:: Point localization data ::
>>>>
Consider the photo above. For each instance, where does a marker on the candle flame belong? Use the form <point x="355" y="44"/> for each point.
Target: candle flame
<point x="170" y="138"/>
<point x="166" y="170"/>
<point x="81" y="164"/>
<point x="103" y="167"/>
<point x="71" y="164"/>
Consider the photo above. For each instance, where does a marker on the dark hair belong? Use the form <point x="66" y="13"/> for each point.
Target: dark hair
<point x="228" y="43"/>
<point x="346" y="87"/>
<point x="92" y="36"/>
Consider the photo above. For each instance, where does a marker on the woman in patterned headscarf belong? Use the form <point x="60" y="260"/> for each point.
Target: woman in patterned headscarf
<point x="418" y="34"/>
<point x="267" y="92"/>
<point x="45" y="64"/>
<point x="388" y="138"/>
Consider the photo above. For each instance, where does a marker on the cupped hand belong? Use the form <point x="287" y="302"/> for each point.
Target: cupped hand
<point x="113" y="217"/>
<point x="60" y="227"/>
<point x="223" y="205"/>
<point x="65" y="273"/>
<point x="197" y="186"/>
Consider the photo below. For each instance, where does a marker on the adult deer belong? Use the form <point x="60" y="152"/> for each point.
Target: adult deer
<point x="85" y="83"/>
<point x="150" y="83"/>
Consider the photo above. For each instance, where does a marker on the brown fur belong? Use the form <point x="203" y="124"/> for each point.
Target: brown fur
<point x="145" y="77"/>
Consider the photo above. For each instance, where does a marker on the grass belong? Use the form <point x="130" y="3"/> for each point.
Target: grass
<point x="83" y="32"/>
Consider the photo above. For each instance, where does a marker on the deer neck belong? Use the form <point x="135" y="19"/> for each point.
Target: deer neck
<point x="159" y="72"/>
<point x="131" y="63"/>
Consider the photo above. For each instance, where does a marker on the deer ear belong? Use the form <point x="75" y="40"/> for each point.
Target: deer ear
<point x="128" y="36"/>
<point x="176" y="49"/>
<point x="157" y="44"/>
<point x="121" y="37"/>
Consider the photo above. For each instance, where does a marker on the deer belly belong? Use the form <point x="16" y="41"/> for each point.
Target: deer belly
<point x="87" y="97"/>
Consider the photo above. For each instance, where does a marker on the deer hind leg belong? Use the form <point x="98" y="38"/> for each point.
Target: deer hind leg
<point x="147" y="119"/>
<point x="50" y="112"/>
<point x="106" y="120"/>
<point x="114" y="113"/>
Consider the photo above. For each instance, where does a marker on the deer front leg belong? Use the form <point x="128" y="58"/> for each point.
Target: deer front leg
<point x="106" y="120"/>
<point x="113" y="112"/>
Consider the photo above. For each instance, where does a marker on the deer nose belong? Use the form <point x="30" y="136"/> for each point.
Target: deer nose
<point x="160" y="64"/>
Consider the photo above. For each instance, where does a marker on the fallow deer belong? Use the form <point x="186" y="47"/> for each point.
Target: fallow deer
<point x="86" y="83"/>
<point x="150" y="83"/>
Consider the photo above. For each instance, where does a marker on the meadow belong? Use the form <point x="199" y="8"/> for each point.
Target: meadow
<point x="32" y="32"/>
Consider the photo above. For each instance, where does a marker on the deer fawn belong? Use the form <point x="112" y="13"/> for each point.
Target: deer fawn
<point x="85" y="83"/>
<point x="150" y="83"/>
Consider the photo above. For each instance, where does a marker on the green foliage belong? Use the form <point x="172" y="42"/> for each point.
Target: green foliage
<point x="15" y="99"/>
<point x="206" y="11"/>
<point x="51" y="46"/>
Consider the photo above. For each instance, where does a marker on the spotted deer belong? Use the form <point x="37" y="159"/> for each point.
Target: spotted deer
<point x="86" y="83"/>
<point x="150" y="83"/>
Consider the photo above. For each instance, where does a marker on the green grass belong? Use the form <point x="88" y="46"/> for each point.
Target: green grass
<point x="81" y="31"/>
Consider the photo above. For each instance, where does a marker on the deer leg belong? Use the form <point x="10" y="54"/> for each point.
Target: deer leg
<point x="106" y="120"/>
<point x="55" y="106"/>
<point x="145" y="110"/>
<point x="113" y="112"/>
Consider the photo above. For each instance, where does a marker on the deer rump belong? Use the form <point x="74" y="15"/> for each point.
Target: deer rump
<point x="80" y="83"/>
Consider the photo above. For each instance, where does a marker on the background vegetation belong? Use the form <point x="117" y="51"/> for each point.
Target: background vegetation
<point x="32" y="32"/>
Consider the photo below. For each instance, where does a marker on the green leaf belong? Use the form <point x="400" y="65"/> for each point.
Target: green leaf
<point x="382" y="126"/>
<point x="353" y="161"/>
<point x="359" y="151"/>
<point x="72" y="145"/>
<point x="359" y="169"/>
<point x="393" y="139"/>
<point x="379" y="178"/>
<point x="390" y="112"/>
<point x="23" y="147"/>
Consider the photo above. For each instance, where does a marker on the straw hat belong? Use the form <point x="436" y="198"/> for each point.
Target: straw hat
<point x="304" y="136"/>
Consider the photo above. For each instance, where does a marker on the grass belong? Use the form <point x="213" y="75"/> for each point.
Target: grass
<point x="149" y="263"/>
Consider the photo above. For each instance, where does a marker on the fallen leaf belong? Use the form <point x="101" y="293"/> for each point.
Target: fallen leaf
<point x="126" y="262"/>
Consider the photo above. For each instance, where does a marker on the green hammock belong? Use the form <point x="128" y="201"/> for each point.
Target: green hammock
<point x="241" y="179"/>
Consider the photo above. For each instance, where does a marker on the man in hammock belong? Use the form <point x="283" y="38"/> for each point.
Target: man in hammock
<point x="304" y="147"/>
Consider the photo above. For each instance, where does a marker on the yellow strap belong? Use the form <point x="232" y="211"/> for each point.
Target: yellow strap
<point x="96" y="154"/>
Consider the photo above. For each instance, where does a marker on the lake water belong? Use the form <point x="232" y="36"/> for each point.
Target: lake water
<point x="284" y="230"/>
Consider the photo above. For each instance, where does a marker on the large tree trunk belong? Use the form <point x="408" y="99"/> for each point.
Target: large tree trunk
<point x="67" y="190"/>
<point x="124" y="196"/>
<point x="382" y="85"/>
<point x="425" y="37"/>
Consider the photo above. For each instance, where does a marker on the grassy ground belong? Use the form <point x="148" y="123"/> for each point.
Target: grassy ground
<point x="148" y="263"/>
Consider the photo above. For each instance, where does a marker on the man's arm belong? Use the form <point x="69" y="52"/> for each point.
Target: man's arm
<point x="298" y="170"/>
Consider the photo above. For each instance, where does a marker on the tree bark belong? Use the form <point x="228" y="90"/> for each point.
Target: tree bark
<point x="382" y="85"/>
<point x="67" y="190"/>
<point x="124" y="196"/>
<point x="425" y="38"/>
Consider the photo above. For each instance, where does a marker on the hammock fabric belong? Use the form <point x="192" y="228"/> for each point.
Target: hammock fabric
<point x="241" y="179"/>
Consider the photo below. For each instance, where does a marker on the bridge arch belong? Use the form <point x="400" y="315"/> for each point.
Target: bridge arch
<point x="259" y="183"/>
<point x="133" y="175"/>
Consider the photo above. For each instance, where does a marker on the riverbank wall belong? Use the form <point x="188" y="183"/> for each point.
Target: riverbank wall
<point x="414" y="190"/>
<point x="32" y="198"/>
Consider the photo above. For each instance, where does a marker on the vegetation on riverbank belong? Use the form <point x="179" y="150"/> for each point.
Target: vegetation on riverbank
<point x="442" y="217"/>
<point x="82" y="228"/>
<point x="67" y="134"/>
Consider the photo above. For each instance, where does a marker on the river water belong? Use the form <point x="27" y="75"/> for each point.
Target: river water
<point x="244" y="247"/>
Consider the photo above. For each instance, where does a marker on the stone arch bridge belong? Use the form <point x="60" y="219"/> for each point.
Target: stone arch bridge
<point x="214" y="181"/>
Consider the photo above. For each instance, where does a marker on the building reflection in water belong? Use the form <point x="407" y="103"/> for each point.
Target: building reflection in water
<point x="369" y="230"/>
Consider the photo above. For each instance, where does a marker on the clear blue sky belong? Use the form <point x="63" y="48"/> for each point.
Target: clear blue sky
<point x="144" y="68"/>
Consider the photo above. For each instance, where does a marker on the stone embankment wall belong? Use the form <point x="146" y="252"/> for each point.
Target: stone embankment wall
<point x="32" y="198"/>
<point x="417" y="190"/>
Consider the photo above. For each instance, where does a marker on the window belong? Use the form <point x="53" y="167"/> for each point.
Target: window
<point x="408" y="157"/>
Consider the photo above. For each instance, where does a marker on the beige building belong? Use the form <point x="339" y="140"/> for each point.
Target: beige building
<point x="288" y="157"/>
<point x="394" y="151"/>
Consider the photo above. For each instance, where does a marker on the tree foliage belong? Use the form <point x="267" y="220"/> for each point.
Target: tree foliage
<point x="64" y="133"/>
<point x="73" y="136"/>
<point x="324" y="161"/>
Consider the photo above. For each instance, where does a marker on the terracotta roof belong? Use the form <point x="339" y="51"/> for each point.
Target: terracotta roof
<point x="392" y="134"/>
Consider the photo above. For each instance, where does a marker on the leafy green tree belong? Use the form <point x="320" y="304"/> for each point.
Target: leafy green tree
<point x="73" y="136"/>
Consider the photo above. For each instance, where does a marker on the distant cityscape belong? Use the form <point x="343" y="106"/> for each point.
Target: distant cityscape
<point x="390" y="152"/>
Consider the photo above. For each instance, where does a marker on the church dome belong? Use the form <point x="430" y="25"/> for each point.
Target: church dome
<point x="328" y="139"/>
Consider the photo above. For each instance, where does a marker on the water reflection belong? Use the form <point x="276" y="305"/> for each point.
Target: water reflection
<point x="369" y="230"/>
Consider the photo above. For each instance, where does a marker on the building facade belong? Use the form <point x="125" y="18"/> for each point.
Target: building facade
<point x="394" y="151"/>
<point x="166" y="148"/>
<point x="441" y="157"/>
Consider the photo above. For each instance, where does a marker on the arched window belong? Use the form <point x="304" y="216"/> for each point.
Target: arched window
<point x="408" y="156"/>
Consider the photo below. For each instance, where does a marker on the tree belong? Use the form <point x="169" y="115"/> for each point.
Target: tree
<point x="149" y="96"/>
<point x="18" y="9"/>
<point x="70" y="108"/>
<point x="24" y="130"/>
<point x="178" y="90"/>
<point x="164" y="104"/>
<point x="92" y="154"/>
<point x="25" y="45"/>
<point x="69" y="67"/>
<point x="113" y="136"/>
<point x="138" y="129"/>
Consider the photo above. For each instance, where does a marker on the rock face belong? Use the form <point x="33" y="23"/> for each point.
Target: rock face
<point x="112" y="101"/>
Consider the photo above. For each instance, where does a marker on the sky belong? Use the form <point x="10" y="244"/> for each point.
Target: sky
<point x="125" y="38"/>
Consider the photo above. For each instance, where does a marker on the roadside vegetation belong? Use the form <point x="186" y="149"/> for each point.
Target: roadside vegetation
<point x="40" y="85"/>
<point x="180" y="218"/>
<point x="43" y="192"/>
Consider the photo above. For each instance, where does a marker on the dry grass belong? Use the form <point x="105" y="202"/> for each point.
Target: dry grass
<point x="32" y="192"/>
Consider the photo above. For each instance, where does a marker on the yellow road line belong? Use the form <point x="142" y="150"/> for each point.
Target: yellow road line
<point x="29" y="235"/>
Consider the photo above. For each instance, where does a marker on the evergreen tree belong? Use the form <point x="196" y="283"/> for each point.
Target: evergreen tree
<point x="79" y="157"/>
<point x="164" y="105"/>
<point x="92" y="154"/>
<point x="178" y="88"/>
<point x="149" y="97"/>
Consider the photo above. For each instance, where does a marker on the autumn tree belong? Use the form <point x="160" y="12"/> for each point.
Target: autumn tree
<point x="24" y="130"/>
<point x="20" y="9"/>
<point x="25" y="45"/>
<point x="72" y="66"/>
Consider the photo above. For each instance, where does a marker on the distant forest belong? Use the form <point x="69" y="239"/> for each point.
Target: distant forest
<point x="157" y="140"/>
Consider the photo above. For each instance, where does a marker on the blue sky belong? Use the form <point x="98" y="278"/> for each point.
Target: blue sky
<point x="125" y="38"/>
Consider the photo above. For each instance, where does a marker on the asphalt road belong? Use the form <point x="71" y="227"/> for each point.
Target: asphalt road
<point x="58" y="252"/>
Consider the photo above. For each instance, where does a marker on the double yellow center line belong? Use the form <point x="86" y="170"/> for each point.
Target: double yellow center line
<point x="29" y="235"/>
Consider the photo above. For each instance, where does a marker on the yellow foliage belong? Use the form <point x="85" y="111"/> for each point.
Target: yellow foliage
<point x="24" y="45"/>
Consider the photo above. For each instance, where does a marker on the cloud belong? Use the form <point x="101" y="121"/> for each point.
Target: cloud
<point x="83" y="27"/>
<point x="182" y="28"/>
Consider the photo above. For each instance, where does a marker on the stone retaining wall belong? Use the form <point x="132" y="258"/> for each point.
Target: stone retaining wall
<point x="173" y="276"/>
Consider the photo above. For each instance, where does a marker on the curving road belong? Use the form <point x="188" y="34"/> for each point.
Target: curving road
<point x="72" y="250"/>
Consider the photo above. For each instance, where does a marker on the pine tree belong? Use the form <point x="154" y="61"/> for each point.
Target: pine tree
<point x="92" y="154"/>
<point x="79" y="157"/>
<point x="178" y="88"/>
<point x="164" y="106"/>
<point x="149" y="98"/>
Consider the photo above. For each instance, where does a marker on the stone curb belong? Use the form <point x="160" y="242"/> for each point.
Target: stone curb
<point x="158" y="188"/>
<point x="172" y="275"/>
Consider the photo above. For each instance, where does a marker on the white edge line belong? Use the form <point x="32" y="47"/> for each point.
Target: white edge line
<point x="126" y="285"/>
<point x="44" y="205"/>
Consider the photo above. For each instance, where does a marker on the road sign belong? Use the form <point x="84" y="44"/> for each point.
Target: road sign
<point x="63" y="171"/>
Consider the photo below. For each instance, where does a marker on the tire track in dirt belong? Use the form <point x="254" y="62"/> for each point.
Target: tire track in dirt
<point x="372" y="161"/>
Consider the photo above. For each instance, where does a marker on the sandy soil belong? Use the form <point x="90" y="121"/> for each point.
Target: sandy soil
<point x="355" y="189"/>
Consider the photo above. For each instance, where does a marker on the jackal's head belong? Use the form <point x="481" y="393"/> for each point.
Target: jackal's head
<<<<
:: WHAT THE TASK ASKS ::
Figure out how many lines of the data above include "jackal", then give the number and nothing more.

:: WRITTEN RESPONSE ::
2